*Tugas*:
Salin lagi bagian tulisan tentang kebhinekaan NKRI, mulai dari "Kesan yang ditangkap" sampai "rukun dan damai.", tetapi ganti "majemuk" dengan "beragam".

NKRI Dikagumi Bangsa-bangsa Lain Karena Budaya dan Kebhinekaannya
IMNEWS.ID – DALAM sebuah pidatonya di depan para nahdliyin di lingkungan PB NU yang menggelar sebuah acara, beberapa waktu lalu, Ketua PB NU KH Said Aqil Siradj menyebut, ”…Indonesia dikagumi dan dikenal bangsa-bangsa lain di dunia karena budayanya (yang bhineka), bukan……”. Tentu saja, pernyataan seorang ketua pemimpin agama dengan anggota sangat besar di Tanah Air ini, membuat Gusti Moeng terkesima sekejab, lalu berucap lirih ”masya Allah….alhamdullillah…. subkhanallah…” yang mungkin bisa berlanjut sampai mata berkaca-kaca trenyuh bercampur gembira dan bangga, bahkan bisa sampai ”mbrebes-mili” air matanya.
Mengapa respon GKR Wandansari Koes Moertiyah yang notabene salah seorang tokoh masyarakat adat dari Keraton Mataram Surakarta bisa seperti itu? Kalaulah sekilas isi pidato itu dianalisis dan ditelaah lebih jauh, ada faktor yang membuat Ketua Lembaga Dewan Adat (LDA) Keraton Mataram Surakarta itu bisa begitu responsif dan sensitif, yaitu karena faktor sosok figur ulama besar NU itu di satu sisi dan potensi (kebhinekaan) budaya Nusantara yang disebut sebagai cirikhas dan identik dengan NKRI, adalah sebuah fakta yang sudah tidak terbantahkan.
Kesan yang ditangkap Gusti Moeng tentang inti pesan itu, pertama karena pesan itu merupakan pernyataan seorang ulama besar NU yang boleh jadi ”mewakili keberanian” komponen bangsa utuk menyatakan kebenaran yang apa adanya, bahwa budaya yang bhineka adalah cirikhas asli milik bangsa Indonesia. Itu juga berarti, budaya yang sangat majemuk itu, realitas apa adanya yang justru menjadikan bangsa ini besar dan dikenal, karena bisa hidup rukun dan damai.
Pemimpin kaum nahdliyin itu bahkan sempat membandingkan dengan bangsa-bangsa lain yang hampir sepanjang waktu hanya berselisih dan konflik, karena menjadikan identitas dan cirikhas bangsanya bukan budayanya. Dia seakan berharap NKRI dan semua komponen bangsanya tidak menjadikan selain budaya aslinya dan kebhinekaannya sebagai identitas dan cirikhasnya, karena sudah terbukti bangsa ini dikenal dan dikagumi karena budayanya yang berbhineka.

*Daftar Entri*:

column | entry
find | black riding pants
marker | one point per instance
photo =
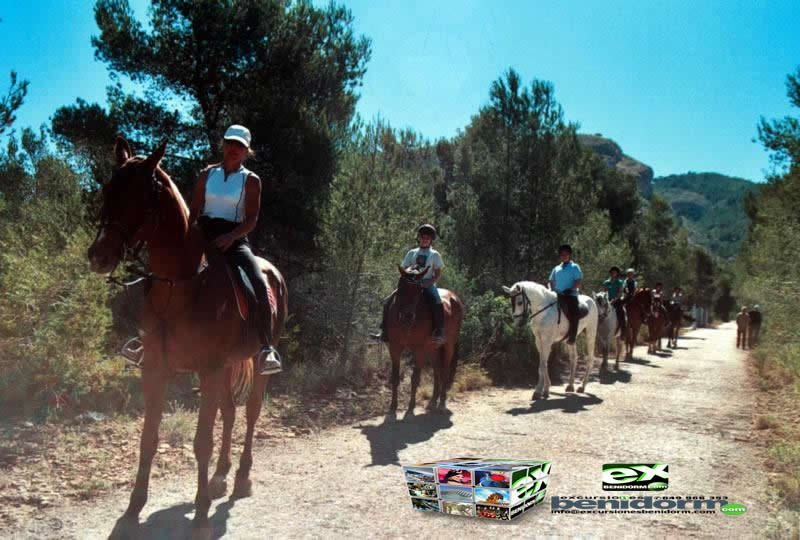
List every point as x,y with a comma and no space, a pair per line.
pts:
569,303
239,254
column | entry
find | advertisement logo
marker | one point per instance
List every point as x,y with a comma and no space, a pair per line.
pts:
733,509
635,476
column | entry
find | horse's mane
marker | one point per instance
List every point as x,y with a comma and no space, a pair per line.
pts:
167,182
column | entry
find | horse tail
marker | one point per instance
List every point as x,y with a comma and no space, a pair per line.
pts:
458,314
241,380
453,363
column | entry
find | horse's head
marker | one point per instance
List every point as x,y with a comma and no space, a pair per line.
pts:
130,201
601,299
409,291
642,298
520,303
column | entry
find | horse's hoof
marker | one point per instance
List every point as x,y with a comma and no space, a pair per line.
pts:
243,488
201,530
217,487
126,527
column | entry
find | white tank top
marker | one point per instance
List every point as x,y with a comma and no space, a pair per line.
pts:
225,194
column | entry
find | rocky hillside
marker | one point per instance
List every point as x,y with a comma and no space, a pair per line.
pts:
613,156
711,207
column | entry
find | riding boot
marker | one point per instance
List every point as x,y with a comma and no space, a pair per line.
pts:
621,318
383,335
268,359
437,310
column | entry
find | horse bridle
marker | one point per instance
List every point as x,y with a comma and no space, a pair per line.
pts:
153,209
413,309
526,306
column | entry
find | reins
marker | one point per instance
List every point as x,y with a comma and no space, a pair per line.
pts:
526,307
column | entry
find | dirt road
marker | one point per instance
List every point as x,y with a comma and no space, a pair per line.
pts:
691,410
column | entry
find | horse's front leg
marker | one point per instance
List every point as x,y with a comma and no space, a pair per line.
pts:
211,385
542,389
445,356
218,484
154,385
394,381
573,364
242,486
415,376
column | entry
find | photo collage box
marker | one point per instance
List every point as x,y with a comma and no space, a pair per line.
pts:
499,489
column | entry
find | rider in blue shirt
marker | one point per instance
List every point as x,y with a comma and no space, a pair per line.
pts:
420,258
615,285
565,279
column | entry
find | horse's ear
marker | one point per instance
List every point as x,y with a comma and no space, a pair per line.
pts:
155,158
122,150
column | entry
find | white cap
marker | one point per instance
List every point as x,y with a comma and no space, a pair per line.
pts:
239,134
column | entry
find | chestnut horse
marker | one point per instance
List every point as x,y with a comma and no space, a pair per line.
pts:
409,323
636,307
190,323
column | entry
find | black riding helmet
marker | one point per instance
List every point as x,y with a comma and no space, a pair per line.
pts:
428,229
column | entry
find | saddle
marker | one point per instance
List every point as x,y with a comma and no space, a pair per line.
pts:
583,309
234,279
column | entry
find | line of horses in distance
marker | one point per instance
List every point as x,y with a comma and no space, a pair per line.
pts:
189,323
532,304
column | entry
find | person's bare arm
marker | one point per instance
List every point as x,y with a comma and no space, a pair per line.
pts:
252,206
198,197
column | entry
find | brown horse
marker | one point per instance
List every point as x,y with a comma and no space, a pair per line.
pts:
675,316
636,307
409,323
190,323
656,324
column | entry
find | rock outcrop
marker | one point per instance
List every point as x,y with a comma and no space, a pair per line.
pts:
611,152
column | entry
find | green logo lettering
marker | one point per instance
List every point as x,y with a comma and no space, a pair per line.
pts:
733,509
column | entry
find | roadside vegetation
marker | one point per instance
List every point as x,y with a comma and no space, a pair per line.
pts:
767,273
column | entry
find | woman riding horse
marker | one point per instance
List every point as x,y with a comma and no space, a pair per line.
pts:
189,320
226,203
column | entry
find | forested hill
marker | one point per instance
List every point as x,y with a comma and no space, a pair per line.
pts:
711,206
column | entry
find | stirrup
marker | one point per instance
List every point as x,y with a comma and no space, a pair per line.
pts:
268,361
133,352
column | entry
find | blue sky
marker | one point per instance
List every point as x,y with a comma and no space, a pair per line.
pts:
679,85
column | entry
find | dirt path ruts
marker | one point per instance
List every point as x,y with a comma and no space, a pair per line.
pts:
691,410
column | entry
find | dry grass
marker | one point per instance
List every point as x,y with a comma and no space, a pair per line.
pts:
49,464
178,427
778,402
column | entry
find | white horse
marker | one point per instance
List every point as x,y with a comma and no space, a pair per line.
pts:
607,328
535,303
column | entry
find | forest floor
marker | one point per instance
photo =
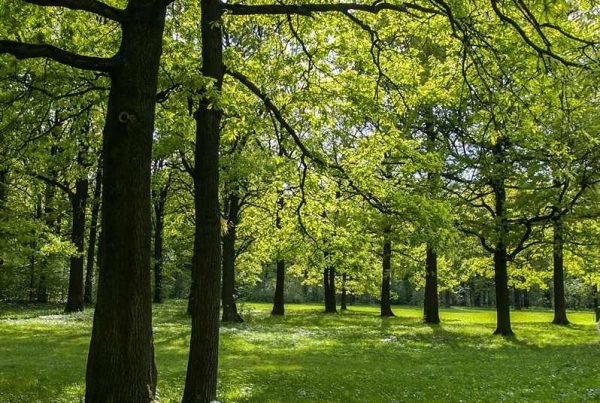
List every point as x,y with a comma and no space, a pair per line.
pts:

*Jawaban*:
Kesan yang ditangkap Gusti Moeng tentang inti pesan itu, pertama karena pesan itu merupakan pernyataan seorang ulama besar NU yang boleh jadi ”mewakili keberanian” komponen bangsa utuk menyatakan kebenaran yang apa adanya, bahwa budaya yang bhineka adalah cirikhas asli milik bangsa Indonesia. Itu juga berarti, budaya yang sangat beragam itu, realitas apa adanya yang justru menjadikan bangsa ini besar dan dikenal, karena bisa hidup rukun dan damai.